### INPUT FOR THIS TASK ###

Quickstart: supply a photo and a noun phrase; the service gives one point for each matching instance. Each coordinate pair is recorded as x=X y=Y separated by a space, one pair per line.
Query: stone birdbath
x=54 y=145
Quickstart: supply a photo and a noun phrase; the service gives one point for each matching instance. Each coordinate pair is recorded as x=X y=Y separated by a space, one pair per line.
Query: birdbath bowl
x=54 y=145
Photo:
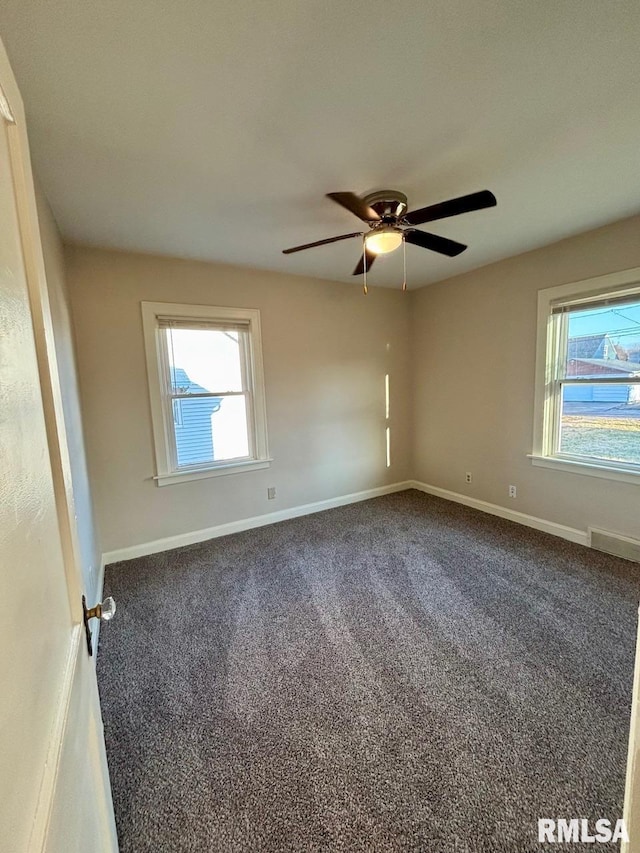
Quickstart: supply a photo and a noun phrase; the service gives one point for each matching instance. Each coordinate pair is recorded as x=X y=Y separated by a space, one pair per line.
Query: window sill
x=591 y=469
x=217 y=471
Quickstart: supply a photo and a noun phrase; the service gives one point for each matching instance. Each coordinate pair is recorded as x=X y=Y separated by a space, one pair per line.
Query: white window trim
x=166 y=474
x=547 y=349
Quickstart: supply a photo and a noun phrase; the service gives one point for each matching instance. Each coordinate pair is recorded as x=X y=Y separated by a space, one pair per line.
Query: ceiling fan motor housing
x=390 y=205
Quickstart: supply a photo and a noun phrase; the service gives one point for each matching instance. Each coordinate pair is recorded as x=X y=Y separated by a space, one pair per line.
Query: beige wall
x=90 y=551
x=326 y=351
x=474 y=340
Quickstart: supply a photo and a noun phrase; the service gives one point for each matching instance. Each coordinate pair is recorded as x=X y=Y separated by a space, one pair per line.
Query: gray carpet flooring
x=399 y=674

###

# THE TASK
All lines from the one containing "Query: beige wall" through the last line of the data, both included, are to be retyped exactly, and no other line belongs in the answer.

# EXERCISE RESULT
Query: beige wall
x=90 y=551
x=326 y=351
x=474 y=340
Quickstart: supply a photo and a noun phrase; the service gives one point for each matching instance. Each coordinate pair is recorded as x=X y=Y separated by a space, one pair per line.
Query: gray carpet flooring
x=399 y=674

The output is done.